From the records below, pull out every line that contains the word "white", and copy each one. Match capitalization exactly.

Pointing entries for labeled objects:
--- start ---

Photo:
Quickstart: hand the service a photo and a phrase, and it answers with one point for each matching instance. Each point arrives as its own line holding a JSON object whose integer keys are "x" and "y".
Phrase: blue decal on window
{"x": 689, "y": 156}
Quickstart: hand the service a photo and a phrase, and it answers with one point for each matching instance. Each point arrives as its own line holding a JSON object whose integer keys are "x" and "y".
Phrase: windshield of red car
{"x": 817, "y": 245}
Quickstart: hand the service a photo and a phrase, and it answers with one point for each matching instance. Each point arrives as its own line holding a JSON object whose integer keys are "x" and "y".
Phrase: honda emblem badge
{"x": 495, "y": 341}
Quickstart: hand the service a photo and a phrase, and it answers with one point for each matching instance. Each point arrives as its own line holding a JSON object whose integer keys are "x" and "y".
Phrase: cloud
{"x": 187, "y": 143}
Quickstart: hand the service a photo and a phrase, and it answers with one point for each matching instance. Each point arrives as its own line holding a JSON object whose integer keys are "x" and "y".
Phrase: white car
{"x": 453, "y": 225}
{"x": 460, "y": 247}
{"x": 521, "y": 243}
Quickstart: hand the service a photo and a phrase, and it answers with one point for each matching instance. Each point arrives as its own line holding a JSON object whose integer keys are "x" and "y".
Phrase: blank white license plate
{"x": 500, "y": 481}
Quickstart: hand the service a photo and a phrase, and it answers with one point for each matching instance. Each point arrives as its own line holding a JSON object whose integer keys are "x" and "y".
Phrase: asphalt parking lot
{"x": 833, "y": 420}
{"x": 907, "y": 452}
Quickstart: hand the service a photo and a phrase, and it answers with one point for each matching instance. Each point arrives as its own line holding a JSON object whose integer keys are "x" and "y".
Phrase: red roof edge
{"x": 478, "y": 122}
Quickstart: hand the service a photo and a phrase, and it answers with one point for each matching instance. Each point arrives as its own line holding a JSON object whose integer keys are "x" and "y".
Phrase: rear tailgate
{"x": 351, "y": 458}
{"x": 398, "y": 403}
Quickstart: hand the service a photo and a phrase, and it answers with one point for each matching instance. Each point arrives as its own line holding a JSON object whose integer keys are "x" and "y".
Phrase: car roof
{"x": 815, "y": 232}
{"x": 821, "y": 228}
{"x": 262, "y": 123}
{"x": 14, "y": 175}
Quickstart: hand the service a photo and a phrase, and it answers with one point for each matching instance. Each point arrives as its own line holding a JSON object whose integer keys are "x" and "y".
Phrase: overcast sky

--- end ---

Solution to this exercise »
Phrase: white car
Phrase: blank white license plate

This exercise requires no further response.